--- Tarea ---
Transcriba el texto sobre los obreros de la viña entre "En vista de" y "a todos ustedes.", ambos inclusive, sustituyendo "fielmente" por "lealmente".

--- Fragmento del documento ---
▬▬▬▬▬▬
Los obreros de la viña
Por favor, escuchen los susurros del Santo Espíritu diciéndoles ahora, en este mismo momento, que deben aceptar el don de la expiación del Señor Jesucristo.
En vista de los llamamientos y relevos que acaba de anunciar la Primera Presidencia, me gustaría hablar en nombre de todos al decir que siempre recordaremos y amaremos a los que han servido tan fielmente junto a nosotros, tal como amamos y recibimos de inmediato a los que ahora son llamados. Nuestras sinceras gracias a todos ustedes.
Hoy deseo hablar de la parábola del Salvador en la que un padre de familia “salió por la mañana a contratar obreros”. Después de emplear al primer grupo a las seis de la mañana, al volverse más urgente la cosecha, regresó a las nueve de la mañana, a las doce del mediodía y a las tres de la tarde para contratar a más obreros. En las Escrituras dice que regresó una última vez “cerca de la hora undécima” (aproximadamente las cinco de la tarde) y contrató a un último grupo. Entonces, justo una hora después, todos los obreros se juntaron para recibir su jornal. Sorprendentemente, todos recibieron el mismo salario a pesar de la diferencia en las horas trabajadas. De inmediato, los del primer grupo de obreros se enojaron y dijeron: “Estos postreros han trabajado una sola hora, y los has hecho iguales a nosotros, que hemos llevado la carga y el calor del día”1. Al leer esta parábola, quizás ustedes, al igual que esos obreros, hayan pensado que allí se cometió una injusticia. Permítanme abordar brevemente ese tema.
▬▬▬▬▬▬
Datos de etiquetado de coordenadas
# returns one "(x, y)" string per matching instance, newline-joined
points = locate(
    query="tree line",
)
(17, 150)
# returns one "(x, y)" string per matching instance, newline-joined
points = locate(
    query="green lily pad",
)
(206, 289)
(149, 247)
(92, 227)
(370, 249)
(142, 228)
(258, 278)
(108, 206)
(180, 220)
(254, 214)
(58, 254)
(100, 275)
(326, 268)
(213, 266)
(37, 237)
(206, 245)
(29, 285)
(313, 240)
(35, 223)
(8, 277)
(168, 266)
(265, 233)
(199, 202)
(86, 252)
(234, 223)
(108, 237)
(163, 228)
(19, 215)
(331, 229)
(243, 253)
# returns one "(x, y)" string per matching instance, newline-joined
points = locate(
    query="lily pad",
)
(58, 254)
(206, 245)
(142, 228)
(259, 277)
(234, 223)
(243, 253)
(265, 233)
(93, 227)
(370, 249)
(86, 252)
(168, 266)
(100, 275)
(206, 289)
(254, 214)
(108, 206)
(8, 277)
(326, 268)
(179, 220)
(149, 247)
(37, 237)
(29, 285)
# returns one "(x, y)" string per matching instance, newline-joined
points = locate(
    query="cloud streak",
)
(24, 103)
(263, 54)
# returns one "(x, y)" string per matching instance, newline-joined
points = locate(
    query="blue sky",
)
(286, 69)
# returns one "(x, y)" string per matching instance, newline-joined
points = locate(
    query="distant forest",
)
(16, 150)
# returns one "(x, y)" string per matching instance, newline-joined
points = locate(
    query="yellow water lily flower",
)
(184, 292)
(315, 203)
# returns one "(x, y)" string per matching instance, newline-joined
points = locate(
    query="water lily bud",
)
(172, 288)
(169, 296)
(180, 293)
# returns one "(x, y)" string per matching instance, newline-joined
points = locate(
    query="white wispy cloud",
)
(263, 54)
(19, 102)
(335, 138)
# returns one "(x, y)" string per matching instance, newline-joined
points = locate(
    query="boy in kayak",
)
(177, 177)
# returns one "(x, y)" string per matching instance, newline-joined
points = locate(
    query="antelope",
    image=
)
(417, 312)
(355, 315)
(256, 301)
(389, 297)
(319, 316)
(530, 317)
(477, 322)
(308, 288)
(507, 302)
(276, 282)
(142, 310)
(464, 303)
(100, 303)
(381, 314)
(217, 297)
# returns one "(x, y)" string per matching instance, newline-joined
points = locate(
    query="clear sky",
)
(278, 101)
▬▬▬▬▬▬
--- Solución completa ---
En vista de los llamamientos y relevos que acaba de anunciar la Primera Presidencia, me gustaría hablar en nombre de todos al decir que siempre recordaremos y amaremos a los que han servido tan lealmente junto a nosotros, tal como amamos y recibimos de inmediato a los que ahora son llamados. Nuestras sinceras gracias a todos ustedes.